>> Start Document extract
Now the answer for sigma i got correct, but μ i got incorrect for some reason. Could anyone explain where I've gone wrong for μ?

Question 2:

Workings:

All i need help is with part c and d:

for c) i done 1 - 0.6463 to get the probability of the two shaded bits, but where do i go to get the part they are asking for?

for d) i have no idea, any help would be great.
thanks.

Well, one obvious error is that you have both $(25-\mu)/\sigma$ and $(64-\mu)/\sigma$ equal to -0.67. One of them should be positive. In any case, the normal distribution is symmertric so it should be clear that the mean will be exactly between the two "quartiles".

The two shaded bits? I assume you mean the one shaded bit and the other outlieing area. That, of course, is 1- .6463. To find the two parts separately, use the fact, as you are given, that upper piece has twice the area of the lower piece.
>> End Document extract
>> Start Excerpted records
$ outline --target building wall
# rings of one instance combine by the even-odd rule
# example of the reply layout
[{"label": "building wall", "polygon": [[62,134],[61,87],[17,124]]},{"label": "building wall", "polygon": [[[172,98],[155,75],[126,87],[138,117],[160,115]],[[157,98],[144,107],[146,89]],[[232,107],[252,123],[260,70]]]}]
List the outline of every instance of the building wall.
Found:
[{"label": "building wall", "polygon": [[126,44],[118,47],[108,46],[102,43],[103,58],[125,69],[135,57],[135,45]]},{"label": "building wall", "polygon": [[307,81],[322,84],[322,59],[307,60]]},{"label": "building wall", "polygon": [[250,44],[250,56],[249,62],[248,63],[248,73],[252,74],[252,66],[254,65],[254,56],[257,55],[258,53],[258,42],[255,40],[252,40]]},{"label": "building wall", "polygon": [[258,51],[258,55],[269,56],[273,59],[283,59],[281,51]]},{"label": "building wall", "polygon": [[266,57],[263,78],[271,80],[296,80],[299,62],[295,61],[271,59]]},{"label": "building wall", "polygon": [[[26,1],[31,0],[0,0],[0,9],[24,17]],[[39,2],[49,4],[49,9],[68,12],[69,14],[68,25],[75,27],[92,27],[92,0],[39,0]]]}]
>> End Excerpted records
### Challenges
1. Write out the stretch of the forum thread on the normal distribution from "The two shaded bits?" through "the lower piece.".
2. Repeat the stretch of the listing from its first line through the line that contains "# example of the reply layout".
The listing is unrelated to the forum thread on the normal distribution.

### Results of the tasks
1.
The two shaded bits? I assume you mean the one shaded bit and the other outlieing area. That, of course, is 1- .6463. To find the two parts separately, use the fact, as you are given, that upper piece has twice the area of the lower piece.

2.
$ outline --target building wall
# rings of one instance combine by the even-odd rule
# example of the reply layout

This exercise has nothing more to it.